Exercise description.
Gather every line in the records below that contains the word "metal", and list those lines in the order they appear.

Source records.
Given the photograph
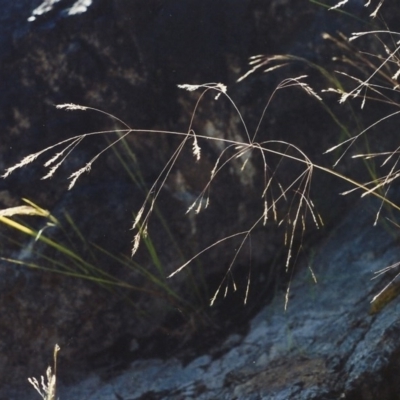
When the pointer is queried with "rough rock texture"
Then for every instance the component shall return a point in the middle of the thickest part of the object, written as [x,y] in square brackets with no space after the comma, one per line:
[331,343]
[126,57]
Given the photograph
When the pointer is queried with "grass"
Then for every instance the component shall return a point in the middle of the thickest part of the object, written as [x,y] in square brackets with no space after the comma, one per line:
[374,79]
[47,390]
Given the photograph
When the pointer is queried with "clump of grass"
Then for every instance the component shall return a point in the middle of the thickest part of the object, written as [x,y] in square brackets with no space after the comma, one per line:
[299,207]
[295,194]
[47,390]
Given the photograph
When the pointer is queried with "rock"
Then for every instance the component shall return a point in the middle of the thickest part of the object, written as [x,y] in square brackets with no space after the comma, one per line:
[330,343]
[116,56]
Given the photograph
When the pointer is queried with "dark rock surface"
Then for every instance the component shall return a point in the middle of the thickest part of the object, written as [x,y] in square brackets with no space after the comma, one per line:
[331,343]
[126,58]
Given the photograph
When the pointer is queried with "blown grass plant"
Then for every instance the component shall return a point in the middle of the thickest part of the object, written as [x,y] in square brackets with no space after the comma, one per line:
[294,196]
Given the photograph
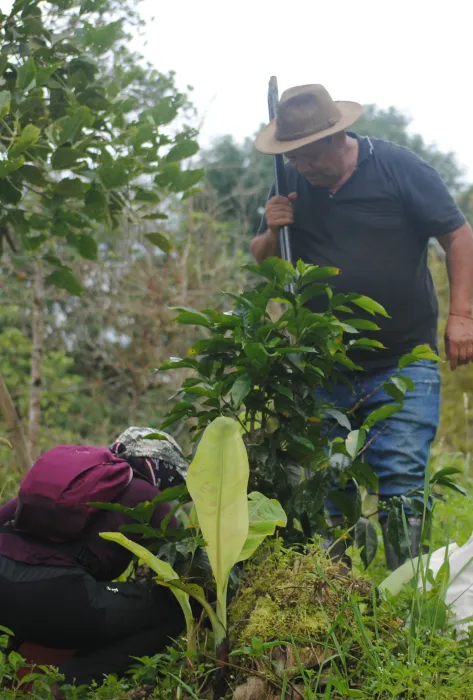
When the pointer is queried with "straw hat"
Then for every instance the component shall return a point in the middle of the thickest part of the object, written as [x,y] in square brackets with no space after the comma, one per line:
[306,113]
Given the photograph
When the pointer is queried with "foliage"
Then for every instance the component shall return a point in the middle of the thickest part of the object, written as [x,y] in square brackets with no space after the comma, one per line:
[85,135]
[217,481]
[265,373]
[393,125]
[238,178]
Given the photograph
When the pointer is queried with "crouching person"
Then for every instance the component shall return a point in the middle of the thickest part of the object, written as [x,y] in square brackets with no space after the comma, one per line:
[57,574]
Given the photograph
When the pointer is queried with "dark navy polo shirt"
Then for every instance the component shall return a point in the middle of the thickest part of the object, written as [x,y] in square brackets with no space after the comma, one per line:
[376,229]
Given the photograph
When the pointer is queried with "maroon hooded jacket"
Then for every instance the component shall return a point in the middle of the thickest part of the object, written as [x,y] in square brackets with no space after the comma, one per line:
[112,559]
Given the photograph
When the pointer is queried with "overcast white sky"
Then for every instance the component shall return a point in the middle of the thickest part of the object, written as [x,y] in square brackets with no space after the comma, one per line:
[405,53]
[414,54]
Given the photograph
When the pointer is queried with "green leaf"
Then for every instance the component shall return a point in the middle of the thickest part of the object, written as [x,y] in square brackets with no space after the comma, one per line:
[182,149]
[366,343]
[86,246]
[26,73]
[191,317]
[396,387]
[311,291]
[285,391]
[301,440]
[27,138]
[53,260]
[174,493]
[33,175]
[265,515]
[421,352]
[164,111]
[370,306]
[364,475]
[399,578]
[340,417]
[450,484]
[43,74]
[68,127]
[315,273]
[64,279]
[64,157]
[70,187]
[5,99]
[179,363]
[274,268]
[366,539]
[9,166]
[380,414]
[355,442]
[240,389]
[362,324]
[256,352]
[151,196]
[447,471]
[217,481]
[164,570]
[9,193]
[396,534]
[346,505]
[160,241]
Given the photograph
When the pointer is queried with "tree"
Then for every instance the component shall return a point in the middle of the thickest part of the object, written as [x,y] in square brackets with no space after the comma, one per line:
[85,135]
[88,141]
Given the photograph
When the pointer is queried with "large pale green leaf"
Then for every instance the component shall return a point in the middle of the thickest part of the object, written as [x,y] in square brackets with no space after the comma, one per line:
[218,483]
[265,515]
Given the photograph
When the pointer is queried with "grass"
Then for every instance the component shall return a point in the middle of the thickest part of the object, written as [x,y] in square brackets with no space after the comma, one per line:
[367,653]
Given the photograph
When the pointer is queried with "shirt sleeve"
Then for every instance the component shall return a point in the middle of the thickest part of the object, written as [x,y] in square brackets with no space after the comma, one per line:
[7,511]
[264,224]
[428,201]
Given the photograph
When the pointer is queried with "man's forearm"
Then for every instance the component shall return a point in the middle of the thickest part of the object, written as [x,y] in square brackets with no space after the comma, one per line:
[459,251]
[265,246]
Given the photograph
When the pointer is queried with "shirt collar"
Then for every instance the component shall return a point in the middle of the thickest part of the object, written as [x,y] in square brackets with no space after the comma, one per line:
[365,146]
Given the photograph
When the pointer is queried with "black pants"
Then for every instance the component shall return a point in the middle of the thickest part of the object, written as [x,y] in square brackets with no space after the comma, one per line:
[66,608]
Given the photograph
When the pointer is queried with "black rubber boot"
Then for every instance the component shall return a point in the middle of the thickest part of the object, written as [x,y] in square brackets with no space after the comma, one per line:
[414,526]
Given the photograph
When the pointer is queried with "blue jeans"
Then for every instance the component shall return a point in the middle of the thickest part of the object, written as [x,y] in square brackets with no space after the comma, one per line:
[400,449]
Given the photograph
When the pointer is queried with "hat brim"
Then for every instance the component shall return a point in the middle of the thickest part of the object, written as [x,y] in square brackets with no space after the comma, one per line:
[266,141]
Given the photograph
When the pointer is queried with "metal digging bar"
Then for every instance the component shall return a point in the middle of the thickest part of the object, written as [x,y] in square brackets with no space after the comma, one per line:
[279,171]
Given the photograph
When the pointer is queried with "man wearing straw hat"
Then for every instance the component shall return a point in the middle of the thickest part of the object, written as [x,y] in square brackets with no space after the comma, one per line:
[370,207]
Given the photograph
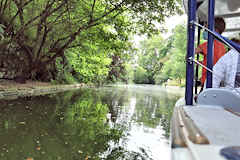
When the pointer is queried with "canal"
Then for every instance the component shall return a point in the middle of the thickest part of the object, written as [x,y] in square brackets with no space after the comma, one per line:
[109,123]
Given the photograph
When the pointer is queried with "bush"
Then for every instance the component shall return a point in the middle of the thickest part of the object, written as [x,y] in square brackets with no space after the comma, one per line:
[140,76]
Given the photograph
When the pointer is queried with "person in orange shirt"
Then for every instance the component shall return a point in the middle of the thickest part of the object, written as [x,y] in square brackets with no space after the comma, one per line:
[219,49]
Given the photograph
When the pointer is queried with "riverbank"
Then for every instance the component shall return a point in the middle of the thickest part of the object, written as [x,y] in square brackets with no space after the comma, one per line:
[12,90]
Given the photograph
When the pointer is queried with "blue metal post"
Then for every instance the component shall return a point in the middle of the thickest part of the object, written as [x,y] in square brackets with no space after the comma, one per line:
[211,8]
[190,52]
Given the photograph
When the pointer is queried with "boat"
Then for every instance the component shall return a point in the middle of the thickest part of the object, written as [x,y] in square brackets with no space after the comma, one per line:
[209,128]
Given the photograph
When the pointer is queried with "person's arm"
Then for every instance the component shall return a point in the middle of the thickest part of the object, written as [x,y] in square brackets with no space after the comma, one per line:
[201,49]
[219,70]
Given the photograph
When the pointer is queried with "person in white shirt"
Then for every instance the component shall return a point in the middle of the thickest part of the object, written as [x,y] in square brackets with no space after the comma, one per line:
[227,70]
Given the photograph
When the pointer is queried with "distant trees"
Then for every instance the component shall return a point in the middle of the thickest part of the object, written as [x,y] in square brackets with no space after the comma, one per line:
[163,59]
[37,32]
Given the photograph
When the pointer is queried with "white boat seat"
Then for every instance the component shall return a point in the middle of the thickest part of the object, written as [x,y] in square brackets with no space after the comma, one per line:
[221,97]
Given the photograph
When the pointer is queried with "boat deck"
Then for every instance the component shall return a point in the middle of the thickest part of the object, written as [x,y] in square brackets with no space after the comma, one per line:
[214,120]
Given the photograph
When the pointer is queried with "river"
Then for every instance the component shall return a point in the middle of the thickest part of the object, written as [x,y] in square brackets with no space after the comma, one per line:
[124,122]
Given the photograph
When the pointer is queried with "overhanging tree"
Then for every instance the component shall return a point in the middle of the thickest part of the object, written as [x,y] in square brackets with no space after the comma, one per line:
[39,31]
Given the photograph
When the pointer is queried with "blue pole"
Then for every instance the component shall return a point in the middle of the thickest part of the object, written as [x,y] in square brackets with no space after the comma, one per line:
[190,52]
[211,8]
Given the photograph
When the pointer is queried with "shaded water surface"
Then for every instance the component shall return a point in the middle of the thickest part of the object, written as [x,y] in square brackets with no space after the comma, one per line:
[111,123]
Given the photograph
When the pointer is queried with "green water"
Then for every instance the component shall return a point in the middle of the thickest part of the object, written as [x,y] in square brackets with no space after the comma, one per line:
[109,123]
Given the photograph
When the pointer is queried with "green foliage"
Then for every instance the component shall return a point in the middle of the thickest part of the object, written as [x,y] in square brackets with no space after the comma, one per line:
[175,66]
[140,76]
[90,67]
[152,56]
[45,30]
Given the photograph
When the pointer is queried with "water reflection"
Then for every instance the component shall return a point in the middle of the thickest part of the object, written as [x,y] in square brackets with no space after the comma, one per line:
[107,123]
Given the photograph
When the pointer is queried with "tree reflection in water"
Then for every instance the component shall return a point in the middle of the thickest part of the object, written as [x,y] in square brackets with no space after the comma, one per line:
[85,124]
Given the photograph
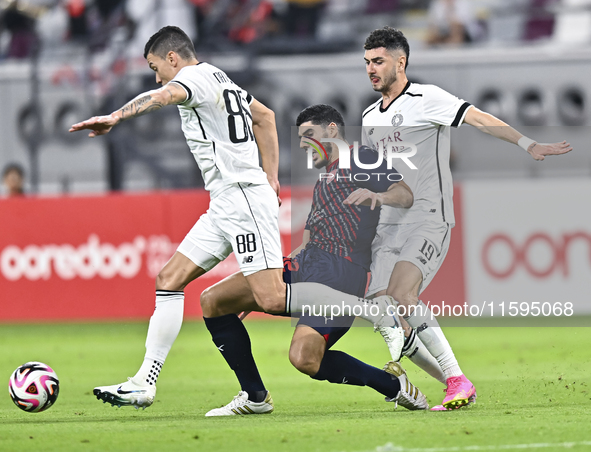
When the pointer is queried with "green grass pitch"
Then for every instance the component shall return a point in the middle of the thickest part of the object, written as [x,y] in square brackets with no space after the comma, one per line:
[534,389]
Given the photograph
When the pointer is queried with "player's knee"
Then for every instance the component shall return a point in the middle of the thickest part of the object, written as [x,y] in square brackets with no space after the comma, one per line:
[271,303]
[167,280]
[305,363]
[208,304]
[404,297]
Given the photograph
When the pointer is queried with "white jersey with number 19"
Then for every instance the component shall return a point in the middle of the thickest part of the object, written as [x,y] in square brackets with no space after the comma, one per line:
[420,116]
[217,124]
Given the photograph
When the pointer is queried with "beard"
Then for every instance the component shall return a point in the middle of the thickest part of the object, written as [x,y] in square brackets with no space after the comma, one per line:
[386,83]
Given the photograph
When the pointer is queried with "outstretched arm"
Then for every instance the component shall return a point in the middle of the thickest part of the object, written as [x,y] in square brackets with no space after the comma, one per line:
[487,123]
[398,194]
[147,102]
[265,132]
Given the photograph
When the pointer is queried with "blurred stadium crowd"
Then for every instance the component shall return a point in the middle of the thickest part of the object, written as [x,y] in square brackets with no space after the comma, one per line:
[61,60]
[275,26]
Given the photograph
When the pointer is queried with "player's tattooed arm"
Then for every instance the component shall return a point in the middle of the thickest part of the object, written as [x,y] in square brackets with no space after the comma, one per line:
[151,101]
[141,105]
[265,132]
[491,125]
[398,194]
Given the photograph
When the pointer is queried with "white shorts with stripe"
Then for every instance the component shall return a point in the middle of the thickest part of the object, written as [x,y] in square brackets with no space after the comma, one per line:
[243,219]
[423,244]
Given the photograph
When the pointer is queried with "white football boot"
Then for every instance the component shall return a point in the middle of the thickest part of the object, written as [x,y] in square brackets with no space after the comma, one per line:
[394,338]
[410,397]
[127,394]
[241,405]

Complete answer.
When the pointer is queried with "metal digging bar"
When the pointer is queried with "blue metal post"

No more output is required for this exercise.